REQUIREMENT - State how many lines of the records below contain the word "jacket". Reply with the number alone.

(Records of point placements)

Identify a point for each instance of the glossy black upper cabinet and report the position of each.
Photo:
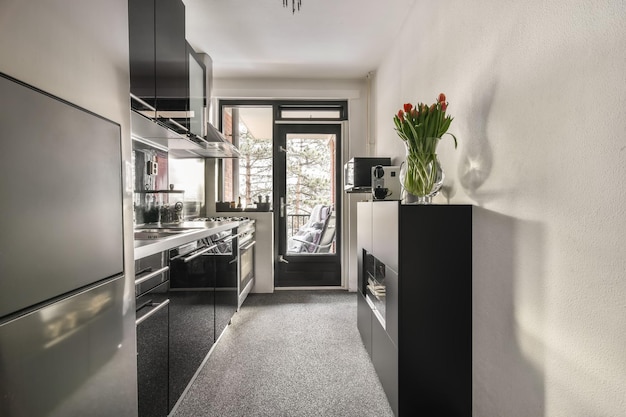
(197, 92)
(141, 50)
(158, 54)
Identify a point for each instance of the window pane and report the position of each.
(310, 114)
(310, 193)
(251, 173)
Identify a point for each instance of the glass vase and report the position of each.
(422, 178)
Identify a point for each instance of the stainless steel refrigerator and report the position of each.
(66, 348)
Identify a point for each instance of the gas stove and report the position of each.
(222, 219)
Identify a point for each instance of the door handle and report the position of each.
(282, 207)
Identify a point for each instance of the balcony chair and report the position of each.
(317, 234)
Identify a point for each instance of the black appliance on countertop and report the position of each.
(357, 173)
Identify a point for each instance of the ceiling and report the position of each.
(325, 39)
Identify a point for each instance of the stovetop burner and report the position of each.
(222, 219)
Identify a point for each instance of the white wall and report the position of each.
(355, 91)
(537, 89)
(79, 52)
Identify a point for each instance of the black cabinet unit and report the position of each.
(152, 355)
(192, 315)
(415, 304)
(152, 303)
(158, 54)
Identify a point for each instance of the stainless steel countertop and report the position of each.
(198, 230)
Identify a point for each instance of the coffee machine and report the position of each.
(386, 183)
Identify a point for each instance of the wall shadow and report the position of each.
(476, 160)
(508, 316)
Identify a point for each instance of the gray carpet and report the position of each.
(291, 354)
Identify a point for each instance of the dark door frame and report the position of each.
(317, 270)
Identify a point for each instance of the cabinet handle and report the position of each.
(195, 255)
(157, 307)
(151, 275)
(248, 246)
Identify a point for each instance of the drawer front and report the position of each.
(385, 360)
(150, 272)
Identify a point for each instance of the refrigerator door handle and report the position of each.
(157, 307)
(151, 275)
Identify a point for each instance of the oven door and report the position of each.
(192, 326)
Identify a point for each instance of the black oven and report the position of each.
(152, 321)
(203, 287)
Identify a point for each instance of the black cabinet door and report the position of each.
(152, 359)
(172, 79)
(192, 320)
(158, 53)
(141, 31)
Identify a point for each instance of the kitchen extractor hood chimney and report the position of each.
(155, 127)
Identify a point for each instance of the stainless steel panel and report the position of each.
(392, 308)
(61, 182)
(74, 358)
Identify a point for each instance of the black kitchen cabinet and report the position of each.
(152, 361)
(415, 303)
(152, 312)
(192, 319)
(158, 54)
(142, 56)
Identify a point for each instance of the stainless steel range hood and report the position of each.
(152, 132)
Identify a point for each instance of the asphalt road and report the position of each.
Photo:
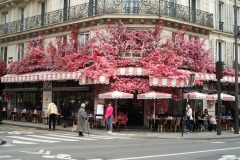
(35, 144)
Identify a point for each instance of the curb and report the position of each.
(135, 134)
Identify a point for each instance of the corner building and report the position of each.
(23, 21)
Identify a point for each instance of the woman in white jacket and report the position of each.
(189, 118)
(52, 112)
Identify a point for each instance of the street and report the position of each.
(37, 144)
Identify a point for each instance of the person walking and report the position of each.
(1, 109)
(65, 112)
(82, 120)
(109, 117)
(189, 118)
(52, 112)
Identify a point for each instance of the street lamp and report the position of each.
(190, 84)
(236, 121)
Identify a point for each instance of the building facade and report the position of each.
(24, 21)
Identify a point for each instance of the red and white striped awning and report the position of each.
(115, 95)
(230, 79)
(205, 76)
(27, 77)
(195, 95)
(58, 75)
(41, 76)
(167, 82)
(224, 97)
(100, 80)
(131, 71)
(154, 95)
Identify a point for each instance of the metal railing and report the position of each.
(101, 7)
(221, 25)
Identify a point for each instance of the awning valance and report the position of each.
(167, 82)
(131, 71)
(41, 76)
(205, 76)
(99, 80)
(58, 75)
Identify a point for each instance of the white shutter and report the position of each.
(228, 54)
(217, 14)
(212, 46)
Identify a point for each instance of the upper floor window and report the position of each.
(20, 51)
(219, 51)
(66, 5)
(238, 53)
(43, 10)
(83, 38)
(3, 54)
(92, 7)
(132, 6)
(21, 14)
(220, 15)
(5, 21)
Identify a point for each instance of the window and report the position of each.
(3, 54)
(169, 8)
(219, 49)
(66, 5)
(234, 53)
(220, 12)
(132, 6)
(173, 36)
(5, 22)
(92, 7)
(43, 9)
(83, 38)
(21, 18)
(20, 51)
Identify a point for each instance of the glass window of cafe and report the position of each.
(72, 97)
(26, 96)
(26, 100)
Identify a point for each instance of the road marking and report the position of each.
(33, 139)
(218, 142)
(53, 138)
(79, 138)
(175, 154)
(5, 156)
(39, 152)
(22, 142)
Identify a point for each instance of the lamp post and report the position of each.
(190, 84)
(236, 114)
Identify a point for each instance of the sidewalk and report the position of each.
(137, 133)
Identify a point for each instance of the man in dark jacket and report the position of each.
(82, 120)
(1, 108)
(65, 112)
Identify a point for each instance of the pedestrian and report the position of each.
(82, 120)
(65, 112)
(52, 112)
(109, 117)
(1, 109)
(212, 123)
(189, 118)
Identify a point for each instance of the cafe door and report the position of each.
(134, 108)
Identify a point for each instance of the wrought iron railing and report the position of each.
(221, 25)
(154, 7)
(238, 29)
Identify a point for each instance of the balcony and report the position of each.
(103, 7)
(221, 25)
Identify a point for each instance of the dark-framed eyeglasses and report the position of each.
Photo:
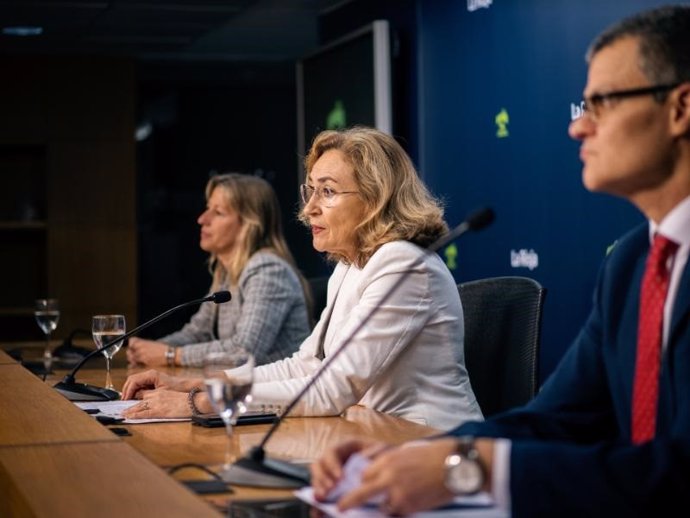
(325, 196)
(594, 104)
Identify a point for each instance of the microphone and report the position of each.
(84, 392)
(258, 470)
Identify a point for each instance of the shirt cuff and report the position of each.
(500, 478)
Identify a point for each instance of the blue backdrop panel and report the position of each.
(498, 87)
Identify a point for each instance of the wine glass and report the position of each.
(228, 377)
(105, 329)
(47, 313)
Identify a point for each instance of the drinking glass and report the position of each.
(228, 377)
(47, 313)
(106, 328)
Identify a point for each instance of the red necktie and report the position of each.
(649, 336)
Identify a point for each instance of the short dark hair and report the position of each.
(664, 42)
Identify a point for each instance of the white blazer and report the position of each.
(408, 358)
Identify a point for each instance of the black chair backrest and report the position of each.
(502, 334)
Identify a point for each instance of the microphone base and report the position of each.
(268, 473)
(84, 392)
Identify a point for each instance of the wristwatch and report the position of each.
(465, 473)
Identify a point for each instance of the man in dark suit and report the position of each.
(609, 433)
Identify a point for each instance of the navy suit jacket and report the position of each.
(571, 452)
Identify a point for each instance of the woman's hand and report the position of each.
(136, 384)
(146, 352)
(160, 403)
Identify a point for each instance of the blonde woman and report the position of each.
(368, 210)
(241, 231)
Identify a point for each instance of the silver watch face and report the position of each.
(464, 476)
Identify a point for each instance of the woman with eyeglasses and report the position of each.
(371, 214)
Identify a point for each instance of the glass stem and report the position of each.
(232, 448)
(47, 355)
(108, 380)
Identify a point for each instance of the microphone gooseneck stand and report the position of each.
(74, 391)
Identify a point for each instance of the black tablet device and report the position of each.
(214, 420)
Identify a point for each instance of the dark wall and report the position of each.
(211, 124)
(523, 60)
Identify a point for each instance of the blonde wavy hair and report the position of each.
(257, 205)
(398, 204)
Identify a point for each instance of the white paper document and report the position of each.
(114, 409)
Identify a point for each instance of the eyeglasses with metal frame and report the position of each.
(594, 103)
(327, 196)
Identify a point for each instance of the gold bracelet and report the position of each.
(190, 400)
(170, 356)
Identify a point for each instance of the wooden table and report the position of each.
(57, 461)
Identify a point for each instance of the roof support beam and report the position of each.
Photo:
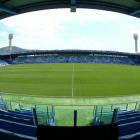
(73, 5)
(135, 11)
(7, 9)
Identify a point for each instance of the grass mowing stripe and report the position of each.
(72, 78)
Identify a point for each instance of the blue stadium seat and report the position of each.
(130, 128)
(14, 119)
(120, 117)
(128, 120)
(21, 113)
(18, 128)
(16, 115)
(8, 135)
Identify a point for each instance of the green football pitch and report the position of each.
(70, 80)
(69, 87)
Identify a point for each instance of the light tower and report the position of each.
(136, 44)
(10, 41)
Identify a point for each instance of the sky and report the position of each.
(58, 29)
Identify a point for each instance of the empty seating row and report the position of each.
(135, 114)
(8, 135)
(16, 115)
(21, 113)
(72, 59)
(18, 120)
(128, 120)
(18, 128)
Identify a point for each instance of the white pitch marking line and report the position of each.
(72, 78)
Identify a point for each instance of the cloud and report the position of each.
(129, 29)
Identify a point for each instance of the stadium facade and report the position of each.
(70, 56)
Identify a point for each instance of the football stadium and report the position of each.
(92, 90)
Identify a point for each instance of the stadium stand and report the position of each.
(22, 123)
(73, 59)
(128, 120)
(3, 63)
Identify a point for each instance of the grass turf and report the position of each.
(70, 79)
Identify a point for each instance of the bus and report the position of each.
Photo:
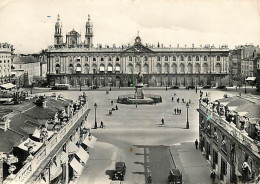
(61, 87)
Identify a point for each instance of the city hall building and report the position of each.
(79, 63)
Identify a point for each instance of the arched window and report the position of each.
(205, 68)
(138, 68)
(158, 68)
(190, 68)
(71, 68)
(130, 68)
(166, 68)
(146, 68)
(197, 68)
(57, 68)
(174, 68)
(218, 68)
(182, 68)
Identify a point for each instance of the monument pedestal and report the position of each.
(139, 94)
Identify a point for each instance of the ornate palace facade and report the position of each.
(79, 63)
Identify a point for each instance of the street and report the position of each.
(137, 137)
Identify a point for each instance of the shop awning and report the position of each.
(76, 166)
(250, 78)
(37, 133)
(78, 69)
(63, 157)
(102, 69)
(242, 113)
(90, 142)
(30, 143)
(7, 86)
(55, 171)
(82, 154)
(72, 148)
(109, 69)
(117, 68)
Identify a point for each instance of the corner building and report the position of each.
(79, 63)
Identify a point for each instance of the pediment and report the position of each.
(138, 48)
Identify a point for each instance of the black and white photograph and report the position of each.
(129, 91)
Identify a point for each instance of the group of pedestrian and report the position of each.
(177, 111)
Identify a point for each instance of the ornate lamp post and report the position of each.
(95, 106)
(187, 125)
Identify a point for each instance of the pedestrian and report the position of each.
(162, 121)
(213, 176)
(101, 124)
(196, 143)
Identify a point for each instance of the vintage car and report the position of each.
(175, 176)
(119, 172)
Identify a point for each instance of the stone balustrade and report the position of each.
(231, 128)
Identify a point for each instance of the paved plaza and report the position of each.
(135, 136)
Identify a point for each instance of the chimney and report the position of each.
(4, 123)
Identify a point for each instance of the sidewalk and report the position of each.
(193, 165)
(101, 160)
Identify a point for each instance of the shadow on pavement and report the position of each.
(110, 174)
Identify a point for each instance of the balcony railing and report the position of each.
(28, 169)
(241, 136)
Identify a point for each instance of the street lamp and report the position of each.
(187, 125)
(95, 106)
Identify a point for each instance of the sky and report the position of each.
(29, 24)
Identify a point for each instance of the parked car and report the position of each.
(222, 88)
(174, 87)
(206, 87)
(175, 176)
(119, 172)
(190, 87)
(93, 87)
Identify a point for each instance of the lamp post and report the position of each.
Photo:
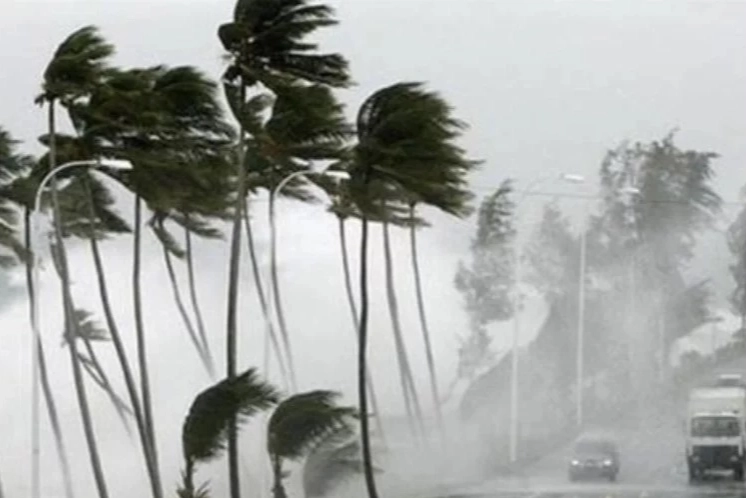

THE OUTPUT - 3